>> Begin MATERIAL FOR THE TASK

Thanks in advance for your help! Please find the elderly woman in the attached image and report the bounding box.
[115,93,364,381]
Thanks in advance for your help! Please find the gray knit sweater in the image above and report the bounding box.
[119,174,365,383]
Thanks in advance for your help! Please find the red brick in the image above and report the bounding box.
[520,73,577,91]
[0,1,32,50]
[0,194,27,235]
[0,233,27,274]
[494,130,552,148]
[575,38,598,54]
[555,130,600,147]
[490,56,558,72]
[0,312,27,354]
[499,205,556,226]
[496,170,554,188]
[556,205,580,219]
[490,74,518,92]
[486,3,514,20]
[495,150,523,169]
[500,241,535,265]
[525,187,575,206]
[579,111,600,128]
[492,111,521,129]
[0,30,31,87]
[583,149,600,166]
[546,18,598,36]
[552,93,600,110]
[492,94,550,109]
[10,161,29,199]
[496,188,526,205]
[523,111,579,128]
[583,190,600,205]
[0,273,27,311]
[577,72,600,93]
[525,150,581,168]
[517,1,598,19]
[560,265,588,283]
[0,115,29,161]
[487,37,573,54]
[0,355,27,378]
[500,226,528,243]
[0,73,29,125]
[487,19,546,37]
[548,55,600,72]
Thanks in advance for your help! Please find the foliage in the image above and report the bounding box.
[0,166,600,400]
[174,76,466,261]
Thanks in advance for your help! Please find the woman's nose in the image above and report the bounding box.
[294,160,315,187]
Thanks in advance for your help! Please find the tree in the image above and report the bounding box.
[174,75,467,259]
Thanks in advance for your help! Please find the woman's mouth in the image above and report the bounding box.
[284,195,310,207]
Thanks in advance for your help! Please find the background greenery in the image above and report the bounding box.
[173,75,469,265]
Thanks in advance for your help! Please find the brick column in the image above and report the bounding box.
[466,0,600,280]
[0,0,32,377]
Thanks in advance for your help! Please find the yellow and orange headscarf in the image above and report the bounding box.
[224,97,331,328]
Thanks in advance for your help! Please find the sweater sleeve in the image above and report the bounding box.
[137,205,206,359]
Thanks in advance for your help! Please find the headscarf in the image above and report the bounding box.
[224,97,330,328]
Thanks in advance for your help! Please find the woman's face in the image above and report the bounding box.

>> End MATERIAL FOR THE TASK

### GOAL
Rewrite the material starting at the line containing "Thanks in advance for your help! Please find the foliage" and ending at the line containing "[174,75,467,259]", keeping every request line unchanged and scaling each bounding box coordinate by 2.55, rounded to the nearest whole number with halves rounded up. Give only those lines.

### SOLUTION TO THE EXERCISE
Thanks in advance for your help! Please find the foliage in the image above and report the bounding box.
[0,423,1530,1020]
[444,194,1188,666]
Thanks in advance for your help! Please find the woman's nose in the image above and report the bounding box.
[750,408,803,477]
Thanks in advance for your help! Please find the tree in the image above and report the bounding box.
[444,191,1191,660]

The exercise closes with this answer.